Fingers' foolproof guide to pitching non-alcoholic beverage brands (poorly)

Editor’s note: The piece below was originally published at Fingers in January 2022, and every year since as a sort of post-holiday posting tradition. The formatting got screwed up in the migration from Substack to Beehiiv, so I’ve lightly edited and rebuilt the original post here. It’s free to read, but it wasn’t free to write, so if you enjoy it, please buy a subscription to support my work!—Dave.

It’s Dry January, and as expected, the discourse has been utterly dismal. Trend pieces about non-alcoholic beer, wine, and “elixirs” have once again flooded the timeline. Tough times for publicists pitching non-alcoholic potables, not to mention journalists covering the space.

Having been bombarded with Dry January pitches for about a decade, I’m deeply, painfully qualified to identify what makes some merely boring, and others downright catastrophic. Today, like Dr. Frankenstein assembling the otherworldly beast that bore his name, I’m going to put those hard-won insights to good use. That’s right, dear reader: we’re building the worst Dry January pitch of all time.

🏗️ The building blocks of all bad pitches

Every terrible pitch, Dry January-related or otherwise, has a few fundamental components. Typos and chaotic formatting are IN; coherent, relevant information is OUT. Why would you convert body copy to plain text when you can copy/paste three different fonts and colors into the same message? Exactly, you wouldn’t. Hell, if you’re feeling saucy, run black copy on a black background, so the recipient will only be able to read it if they randomly happen to highlight the text with their cursor. Go nuts!

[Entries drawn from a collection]
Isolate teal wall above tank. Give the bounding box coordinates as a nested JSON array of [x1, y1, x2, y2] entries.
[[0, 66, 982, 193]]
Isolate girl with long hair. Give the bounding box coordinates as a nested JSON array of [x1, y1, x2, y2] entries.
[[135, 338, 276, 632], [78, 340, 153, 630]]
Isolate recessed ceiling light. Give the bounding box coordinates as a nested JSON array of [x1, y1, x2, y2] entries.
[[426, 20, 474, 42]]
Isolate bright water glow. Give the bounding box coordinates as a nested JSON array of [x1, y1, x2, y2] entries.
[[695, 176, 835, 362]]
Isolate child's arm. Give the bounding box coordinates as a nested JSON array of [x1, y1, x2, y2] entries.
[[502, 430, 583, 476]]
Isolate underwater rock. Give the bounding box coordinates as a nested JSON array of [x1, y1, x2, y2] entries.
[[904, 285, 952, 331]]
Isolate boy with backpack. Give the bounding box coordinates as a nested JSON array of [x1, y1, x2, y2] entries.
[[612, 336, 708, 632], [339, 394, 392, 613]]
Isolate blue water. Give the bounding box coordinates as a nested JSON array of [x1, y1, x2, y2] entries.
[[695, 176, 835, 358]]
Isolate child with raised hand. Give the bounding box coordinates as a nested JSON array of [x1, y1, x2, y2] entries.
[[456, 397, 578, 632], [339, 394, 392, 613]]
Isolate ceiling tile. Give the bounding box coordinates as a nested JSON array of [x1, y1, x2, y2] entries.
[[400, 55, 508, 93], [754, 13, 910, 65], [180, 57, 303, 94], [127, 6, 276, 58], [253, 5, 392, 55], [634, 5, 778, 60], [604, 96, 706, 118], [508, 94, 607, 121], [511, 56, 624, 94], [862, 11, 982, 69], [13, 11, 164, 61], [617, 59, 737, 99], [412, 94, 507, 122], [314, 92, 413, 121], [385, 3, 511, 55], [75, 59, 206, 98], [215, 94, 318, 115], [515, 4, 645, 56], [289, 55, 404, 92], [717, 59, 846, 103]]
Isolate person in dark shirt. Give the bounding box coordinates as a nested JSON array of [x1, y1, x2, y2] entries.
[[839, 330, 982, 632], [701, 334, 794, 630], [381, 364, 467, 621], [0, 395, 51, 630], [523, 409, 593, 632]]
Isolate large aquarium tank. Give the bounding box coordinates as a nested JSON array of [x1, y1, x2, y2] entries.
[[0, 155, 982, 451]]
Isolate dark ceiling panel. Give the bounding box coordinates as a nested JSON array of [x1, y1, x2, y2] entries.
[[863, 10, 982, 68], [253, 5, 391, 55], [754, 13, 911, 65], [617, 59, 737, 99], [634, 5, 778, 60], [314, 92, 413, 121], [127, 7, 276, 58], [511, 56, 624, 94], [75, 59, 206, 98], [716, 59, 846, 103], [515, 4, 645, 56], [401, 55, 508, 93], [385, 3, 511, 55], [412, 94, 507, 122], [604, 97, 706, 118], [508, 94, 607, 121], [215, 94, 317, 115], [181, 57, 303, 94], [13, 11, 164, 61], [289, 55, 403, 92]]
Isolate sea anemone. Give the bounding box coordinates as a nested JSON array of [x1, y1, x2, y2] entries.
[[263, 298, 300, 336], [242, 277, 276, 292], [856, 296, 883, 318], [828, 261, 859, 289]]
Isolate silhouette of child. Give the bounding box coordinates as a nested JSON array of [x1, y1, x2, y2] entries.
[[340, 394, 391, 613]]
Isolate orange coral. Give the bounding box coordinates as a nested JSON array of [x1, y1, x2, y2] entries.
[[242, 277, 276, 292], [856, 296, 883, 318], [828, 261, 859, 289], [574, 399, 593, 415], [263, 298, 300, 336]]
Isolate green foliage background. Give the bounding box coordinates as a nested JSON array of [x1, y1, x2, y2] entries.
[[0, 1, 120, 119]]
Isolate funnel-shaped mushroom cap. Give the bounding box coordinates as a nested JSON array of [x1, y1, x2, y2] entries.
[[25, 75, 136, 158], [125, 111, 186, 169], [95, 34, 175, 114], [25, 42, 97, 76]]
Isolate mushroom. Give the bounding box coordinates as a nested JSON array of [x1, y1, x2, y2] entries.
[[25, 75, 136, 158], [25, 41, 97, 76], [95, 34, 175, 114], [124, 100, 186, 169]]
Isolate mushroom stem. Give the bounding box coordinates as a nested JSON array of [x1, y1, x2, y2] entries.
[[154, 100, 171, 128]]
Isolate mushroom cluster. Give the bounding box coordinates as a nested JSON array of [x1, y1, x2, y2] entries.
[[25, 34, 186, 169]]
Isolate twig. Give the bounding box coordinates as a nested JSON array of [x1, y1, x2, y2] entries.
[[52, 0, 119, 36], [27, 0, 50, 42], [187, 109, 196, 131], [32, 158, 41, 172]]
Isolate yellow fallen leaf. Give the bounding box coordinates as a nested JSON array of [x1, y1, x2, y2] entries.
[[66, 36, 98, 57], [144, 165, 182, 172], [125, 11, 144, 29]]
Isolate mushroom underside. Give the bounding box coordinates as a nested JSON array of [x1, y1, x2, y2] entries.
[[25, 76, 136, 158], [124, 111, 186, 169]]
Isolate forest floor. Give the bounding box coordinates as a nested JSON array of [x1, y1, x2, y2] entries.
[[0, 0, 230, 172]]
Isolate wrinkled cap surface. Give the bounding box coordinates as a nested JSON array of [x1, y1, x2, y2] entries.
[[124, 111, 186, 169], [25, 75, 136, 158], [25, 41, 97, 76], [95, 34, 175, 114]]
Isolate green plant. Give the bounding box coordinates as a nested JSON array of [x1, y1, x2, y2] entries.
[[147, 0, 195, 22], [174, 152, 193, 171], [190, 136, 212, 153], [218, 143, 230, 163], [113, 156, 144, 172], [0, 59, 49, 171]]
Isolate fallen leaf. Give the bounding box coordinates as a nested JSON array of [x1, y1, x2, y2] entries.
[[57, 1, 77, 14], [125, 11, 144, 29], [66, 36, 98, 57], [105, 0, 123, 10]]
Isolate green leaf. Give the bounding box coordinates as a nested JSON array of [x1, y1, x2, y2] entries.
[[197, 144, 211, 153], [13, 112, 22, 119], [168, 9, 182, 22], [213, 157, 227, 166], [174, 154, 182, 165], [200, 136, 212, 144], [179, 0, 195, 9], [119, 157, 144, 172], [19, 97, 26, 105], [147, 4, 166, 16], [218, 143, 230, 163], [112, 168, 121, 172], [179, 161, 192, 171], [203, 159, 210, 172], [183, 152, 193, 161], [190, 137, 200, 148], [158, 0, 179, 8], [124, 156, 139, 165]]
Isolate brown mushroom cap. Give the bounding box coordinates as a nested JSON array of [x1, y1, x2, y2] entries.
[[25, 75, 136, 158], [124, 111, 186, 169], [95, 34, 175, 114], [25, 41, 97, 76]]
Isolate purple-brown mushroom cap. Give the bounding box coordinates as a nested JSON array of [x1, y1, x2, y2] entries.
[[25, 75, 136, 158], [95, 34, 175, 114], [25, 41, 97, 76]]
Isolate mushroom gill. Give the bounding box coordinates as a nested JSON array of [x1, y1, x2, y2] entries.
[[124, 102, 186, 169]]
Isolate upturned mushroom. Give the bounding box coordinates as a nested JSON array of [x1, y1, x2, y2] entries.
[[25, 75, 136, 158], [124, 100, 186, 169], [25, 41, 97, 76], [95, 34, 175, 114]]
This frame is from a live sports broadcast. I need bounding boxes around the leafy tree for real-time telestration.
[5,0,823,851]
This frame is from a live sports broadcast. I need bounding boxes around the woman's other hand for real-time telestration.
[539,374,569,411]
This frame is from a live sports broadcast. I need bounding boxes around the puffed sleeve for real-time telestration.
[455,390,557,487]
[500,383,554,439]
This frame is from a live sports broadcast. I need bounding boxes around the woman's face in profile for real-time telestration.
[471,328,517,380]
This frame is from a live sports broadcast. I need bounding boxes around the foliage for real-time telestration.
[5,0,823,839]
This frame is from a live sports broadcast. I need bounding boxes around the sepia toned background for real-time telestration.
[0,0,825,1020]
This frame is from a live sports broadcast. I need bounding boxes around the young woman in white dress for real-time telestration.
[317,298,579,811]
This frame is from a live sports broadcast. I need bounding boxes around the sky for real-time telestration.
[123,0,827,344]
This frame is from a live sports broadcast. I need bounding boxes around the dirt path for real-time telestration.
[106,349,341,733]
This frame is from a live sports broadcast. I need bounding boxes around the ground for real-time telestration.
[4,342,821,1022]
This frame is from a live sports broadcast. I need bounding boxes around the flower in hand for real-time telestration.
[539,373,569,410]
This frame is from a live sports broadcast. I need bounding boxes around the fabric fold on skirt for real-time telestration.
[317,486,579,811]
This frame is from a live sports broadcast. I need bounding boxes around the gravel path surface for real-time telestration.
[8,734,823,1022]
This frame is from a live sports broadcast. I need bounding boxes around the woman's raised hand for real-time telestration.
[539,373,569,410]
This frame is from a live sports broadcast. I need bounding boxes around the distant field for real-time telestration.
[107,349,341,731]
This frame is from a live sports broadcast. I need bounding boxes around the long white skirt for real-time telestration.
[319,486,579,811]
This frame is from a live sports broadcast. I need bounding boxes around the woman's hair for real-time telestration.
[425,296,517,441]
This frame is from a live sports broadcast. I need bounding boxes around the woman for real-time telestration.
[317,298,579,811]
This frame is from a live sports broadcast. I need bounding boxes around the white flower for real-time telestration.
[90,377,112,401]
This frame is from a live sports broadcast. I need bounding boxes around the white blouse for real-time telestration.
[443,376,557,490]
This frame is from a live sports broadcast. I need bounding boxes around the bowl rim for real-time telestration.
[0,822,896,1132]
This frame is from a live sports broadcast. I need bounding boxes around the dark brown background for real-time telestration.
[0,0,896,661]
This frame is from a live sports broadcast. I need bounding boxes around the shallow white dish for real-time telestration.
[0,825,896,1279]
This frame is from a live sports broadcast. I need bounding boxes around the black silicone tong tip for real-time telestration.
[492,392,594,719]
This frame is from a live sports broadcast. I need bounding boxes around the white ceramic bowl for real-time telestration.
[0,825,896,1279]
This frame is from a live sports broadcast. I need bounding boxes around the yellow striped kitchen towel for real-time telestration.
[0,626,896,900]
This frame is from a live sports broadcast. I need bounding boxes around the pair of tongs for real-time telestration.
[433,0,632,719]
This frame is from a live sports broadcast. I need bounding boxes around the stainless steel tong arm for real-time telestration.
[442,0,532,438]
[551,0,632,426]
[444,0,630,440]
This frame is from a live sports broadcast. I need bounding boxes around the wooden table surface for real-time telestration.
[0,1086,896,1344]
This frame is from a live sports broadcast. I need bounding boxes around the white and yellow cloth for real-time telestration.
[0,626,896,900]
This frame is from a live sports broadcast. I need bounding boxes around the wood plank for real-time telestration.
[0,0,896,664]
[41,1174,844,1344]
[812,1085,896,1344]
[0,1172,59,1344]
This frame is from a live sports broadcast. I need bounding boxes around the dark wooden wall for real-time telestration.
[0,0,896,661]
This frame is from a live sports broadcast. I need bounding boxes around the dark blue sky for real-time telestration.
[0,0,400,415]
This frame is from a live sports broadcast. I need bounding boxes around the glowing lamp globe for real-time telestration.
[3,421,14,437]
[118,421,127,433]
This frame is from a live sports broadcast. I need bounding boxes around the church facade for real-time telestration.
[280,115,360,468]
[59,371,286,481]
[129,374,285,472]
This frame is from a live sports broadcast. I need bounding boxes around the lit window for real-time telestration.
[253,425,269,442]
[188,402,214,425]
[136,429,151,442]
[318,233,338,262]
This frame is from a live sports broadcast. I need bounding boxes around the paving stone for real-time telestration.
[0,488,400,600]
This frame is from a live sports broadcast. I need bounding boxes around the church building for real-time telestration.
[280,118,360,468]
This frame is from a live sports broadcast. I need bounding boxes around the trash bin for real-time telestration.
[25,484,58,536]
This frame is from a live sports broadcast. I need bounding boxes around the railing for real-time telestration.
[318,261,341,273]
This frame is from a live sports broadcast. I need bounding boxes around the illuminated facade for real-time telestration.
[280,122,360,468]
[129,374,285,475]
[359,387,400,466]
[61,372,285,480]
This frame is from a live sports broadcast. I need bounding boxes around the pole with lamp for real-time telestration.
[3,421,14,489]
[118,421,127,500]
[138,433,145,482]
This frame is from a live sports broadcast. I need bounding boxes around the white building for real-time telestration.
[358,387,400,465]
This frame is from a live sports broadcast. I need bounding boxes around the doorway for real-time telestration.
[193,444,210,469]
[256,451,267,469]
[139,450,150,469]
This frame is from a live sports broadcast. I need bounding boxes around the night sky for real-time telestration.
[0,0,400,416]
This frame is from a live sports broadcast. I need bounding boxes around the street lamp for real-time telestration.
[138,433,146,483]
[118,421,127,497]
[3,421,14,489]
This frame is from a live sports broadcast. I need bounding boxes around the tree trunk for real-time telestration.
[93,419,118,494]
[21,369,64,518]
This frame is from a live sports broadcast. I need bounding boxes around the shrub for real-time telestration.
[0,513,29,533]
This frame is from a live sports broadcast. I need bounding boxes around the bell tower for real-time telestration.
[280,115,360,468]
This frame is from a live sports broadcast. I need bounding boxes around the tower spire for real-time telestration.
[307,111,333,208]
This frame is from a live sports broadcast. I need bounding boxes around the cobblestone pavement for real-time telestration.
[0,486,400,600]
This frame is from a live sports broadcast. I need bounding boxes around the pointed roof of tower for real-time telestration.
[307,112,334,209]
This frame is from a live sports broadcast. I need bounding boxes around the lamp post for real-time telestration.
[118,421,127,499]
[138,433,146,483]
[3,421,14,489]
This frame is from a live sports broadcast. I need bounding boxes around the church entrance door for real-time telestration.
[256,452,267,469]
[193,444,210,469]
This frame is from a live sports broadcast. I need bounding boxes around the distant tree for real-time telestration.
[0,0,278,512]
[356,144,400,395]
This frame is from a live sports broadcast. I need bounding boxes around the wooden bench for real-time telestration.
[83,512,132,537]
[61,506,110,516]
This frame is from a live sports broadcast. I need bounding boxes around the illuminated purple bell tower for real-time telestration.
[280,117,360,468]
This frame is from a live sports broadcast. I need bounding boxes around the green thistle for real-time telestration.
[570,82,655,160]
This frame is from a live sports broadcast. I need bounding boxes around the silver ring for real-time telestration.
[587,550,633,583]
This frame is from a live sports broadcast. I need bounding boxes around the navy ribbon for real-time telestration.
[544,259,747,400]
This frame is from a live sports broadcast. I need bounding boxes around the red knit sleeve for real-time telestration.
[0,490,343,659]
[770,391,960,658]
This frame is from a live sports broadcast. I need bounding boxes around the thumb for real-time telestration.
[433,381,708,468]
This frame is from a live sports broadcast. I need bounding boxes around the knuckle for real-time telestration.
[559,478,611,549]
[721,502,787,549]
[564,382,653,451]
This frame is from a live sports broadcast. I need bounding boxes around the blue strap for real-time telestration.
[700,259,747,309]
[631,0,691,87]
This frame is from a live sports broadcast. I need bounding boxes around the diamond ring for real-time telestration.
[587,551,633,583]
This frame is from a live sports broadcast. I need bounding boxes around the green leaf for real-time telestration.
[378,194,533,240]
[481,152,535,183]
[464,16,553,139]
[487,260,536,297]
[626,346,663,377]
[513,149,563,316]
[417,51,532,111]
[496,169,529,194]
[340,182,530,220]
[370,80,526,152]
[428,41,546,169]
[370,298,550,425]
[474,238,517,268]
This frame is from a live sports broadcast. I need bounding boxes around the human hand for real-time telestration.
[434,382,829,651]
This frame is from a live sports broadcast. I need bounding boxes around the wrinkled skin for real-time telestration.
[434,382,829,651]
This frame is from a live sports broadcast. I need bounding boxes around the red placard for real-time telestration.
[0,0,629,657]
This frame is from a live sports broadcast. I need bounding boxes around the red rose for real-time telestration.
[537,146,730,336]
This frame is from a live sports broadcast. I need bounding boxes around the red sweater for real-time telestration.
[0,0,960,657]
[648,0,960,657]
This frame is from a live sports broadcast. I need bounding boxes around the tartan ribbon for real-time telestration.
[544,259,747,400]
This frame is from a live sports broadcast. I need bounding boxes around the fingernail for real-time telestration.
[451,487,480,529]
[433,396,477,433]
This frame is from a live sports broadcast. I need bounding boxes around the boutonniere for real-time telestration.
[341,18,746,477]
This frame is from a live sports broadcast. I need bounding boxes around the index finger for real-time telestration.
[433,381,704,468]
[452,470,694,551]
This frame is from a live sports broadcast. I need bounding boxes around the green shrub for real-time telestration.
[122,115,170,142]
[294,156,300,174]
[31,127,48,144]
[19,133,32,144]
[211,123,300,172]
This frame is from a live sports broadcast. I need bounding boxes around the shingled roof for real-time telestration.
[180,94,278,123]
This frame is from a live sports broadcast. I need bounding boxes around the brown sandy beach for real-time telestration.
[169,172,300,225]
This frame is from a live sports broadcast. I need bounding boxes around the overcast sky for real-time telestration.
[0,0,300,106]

**TO-DO LIST**.
[1] Answer these questions about the guide to pitching non-alcoholic beverage brands.
(a) Where and when was the piece first published?
(b) For about how long has the writer been receiving Dry January pitches?
(c) What color scheme does the piece suggest so that the recipient can read the copy only by highlighting it?
[2] Pick up the guide to pitching non-alcoholic beverage brands after its final sentence and keep writing it.
None of this material has any part in what is asked.

**ANSWER LIST**.
[1]
(a) At Fingers, in January 2022.
(b) About a decade.
(c) Black copy on a black background.

[2]
Attachments should be plentiful. If you know how to make every social button in your company’s signature into an individual .jpeg, do it! That’ll make it a lot harder to find the one-sheet you’ve included about your brand, which must—repeat, must—be sent in .docx format so it’ll immediately crash any Mac that opens it. Always, always be asking yourself: Would this pitch give Mavis Beacon uncontrollable vapors on sight? If the answer is anything besides an emphatic yes, you’ve got work to do. Pro tip: slightly change the subject line every time you follow up—which should be at least thrice—to break Gmail’s threading function!

💃 Notes on tone and style

As with all pitches, you should be slightly condescending and also cloyingly friendly. But for Dry January, it’s very important to add an arbitrary frisson of urgency to your dispatches. This is a pressing item! Assume that your ideal reader, a food & beverage writer, has never heard of, much less considered the concept of not drinking for an entire month, and that you are serving it up on a very-sober silver platter. Act accordingly. Exclamation points, BLOCK CAPS, emoji—for a story this big, there’s no punctuation too overbearing, no syntax too spectacular. Dry January is here, and these dipshits in the content mines need to know about it.

⚡Buzzwords: yes

Some PR pros fret about the relative lack of vocabulary available to concisely describe such an abstract concept as “a temporary sobriety ritual that is sort of a British thing but also now just ‘a thing,’ I guess?” But not you. You’ve got plenty of bars about not going to bars:

  • Sober curious

  • Volsteading

  • Proofless

  • Drying something new

  • Thinking socially

  • Nontoxicated

  • Free-spirited

And so forth. Don’t be afraid to make words up: just because no one has ever referred to not drinking as “me-totaling” before doesn’t mean you shouldn’t randomly pepper it into your pitch without warning. Journalists love this.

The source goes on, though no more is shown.